====== Records shown
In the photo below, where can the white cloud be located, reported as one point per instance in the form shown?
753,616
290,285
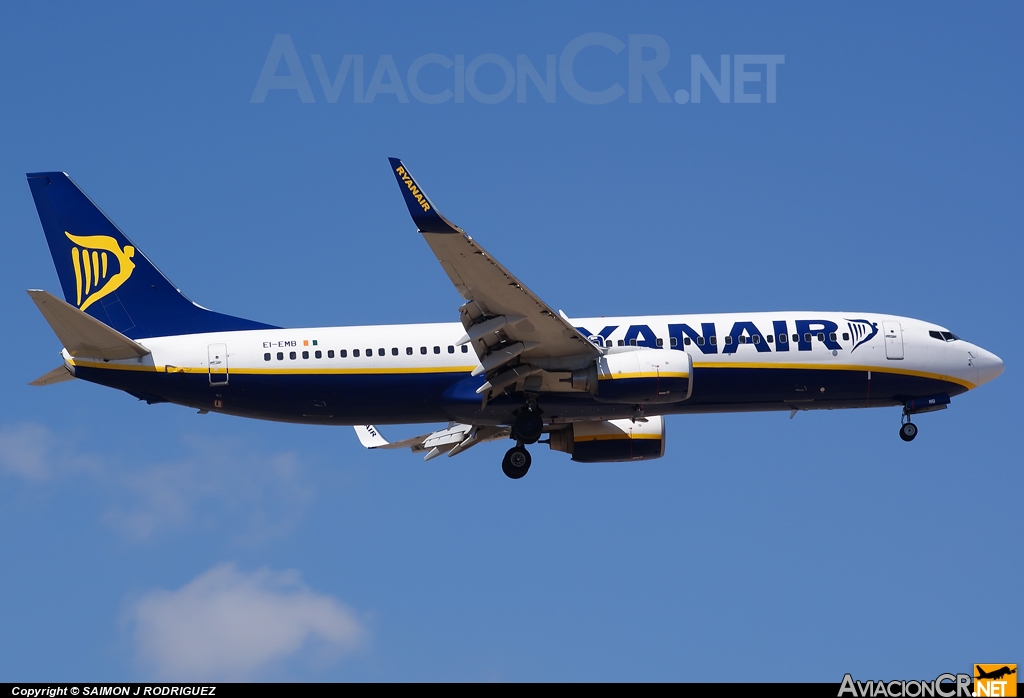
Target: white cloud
221,484
25,450
228,624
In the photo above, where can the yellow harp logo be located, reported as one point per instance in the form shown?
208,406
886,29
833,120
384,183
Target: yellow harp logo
94,273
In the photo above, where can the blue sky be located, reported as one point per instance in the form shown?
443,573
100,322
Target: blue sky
144,542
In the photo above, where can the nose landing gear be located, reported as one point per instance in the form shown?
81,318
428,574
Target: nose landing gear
907,430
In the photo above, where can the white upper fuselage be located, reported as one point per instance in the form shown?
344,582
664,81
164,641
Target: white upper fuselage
432,347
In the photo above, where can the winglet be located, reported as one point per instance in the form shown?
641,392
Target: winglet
425,215
369,436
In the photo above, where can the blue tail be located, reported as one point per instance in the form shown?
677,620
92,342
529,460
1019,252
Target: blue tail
102,273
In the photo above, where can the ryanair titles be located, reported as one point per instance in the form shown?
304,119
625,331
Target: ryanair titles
785,336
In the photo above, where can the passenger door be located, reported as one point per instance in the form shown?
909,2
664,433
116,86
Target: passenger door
894,340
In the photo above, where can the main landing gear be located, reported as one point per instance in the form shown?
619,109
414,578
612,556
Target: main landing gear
526,428
907,430
516,462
============
*Work to complete*: Reproduce every one of the entries above word for word, leaving out the pictures.

*Solution for this task*:
In the photo below, where can the white cloud be located, reported as one point per instance in the form shown?
753,616
290,285
Target: white cloud
221,484
25,450
228,624
In the photo above, where can the yellow harp logo be located, reported as one point per instance in the form shown?
208,406
886,29
833,120
384,183
Target: yellow harp logo
94,273
In the photo above, where can the blue sky be located, reported as one point per instance in the form shown?
443,573
100,322
Target: blue sky
144,542
In the photo above, where can the nose landing gear be located, reported as one point per instance in the form shown?
81,318
428,574
Target: nose landing gear
907,430
In the photo above, where can the white upper fuselage be located, reported as one point per instance in the form shown?
344,582
664,81
164,641
Target: white upper fuselage
432,347
In the photo above, where can the winglet be located, reported as one point per instance in the form shown?
641,392
Target: winglet
425,215
369,436
In the photo above, where can the blue tail be located, reported as one point per instance in the form shown?
677,620
92,342
529,460
1019,252
Target: blue tail
102,273
In the photo above, where can the ryanair titles be located, reported as one point per instance in the form shown?
304,119
625,331
Target: ryanair titles
785,336
In the photo above, where can the passenger door be located, reported as one point per instance in the form shown?
909,2
664,433
116,86
Target: passenger door
894,340
In the photo above, where can the main landing gear be located, reported as one point per instance in the form shown?
619,109
414,578
612,556
Target: main landing gear
526,428
907,430
516,462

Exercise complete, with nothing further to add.